START

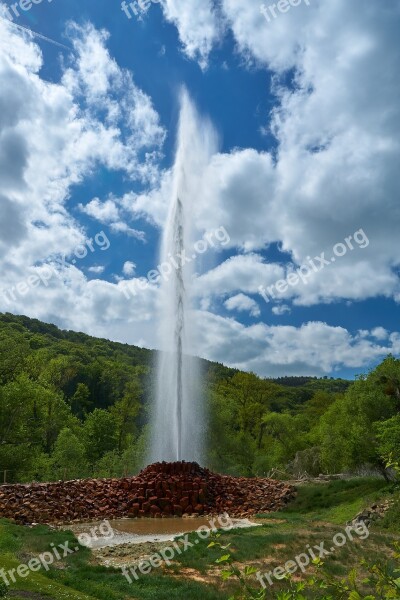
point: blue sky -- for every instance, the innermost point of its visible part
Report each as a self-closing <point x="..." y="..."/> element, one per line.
<point x="306" y="112"/>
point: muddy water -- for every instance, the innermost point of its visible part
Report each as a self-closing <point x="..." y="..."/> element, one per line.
<point x="103" y="534"/>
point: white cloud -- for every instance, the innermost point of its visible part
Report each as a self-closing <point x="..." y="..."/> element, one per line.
<point x="281" y="309"/>
<point x="337" y="128"/>
<point x="380" y="333"/>
<point x="243" y="303"/>
<point x="315" y="348"/>
<point x="198" y="26"/>
<point x="105" y="212"/>
<point x="129" y="268"/>
<point x="98" y="270"/>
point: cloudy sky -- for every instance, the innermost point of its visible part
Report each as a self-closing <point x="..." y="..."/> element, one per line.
<point x="305" y="106"/>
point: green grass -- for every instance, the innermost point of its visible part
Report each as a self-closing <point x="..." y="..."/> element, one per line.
<point x="337" y="501"/>
<point x="318" y="513"/>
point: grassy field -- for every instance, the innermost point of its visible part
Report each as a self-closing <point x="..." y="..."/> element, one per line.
<point x="317" y="515"/>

END

The exercise =>
Reproduce all of the material above verbatim, omitting the picture.

In response =>
point: blue sky -- for every instance, the innermost point of its visible part
Report each as a self-closing <point x="..." y="..."/> element, one per line.
<point x="306" y="112"/>
point: muddy water -- for every instance, the innermost point of its visible part
Report each as a self-closing <point x="..." y="..."/> element, one per line.
<point x="103" y="534"/>
point: white cloud -- for every instance, the innermost point of its visible part
Report each as a self-closing <point x="..." y="..."/> element, one per line.
<point x="281" y="309"/>
<point x="337" y="128"/>
<point x="380" y="333"/>
<point x="243" y="303"/>
<point x="315" y="348"/>
<point x="198" y="26"/>
<point x="105" y="212"/>
<point x="129" y="268"/>
<point x="98" y="270"/>
point: cloudy sky -- for every instance, the innermost point of its visible part
Report each as a self-closing <point x="..." y="..."/> element, one per line.
<point x="305" y="106"/>
point: green grass -- for every instance, the innermost point of its visible part
Report each as a self-closing <point x="..." y="..."/> element, one per line.
<point x="337" y="501"/>
<point x="318" y="513"/>
point: grassy field -- for every instance, the innermost point of its visible part
Report each as a self-closing <point x="..." y="..."/> element, one per line.
<point x="317" y="515"/>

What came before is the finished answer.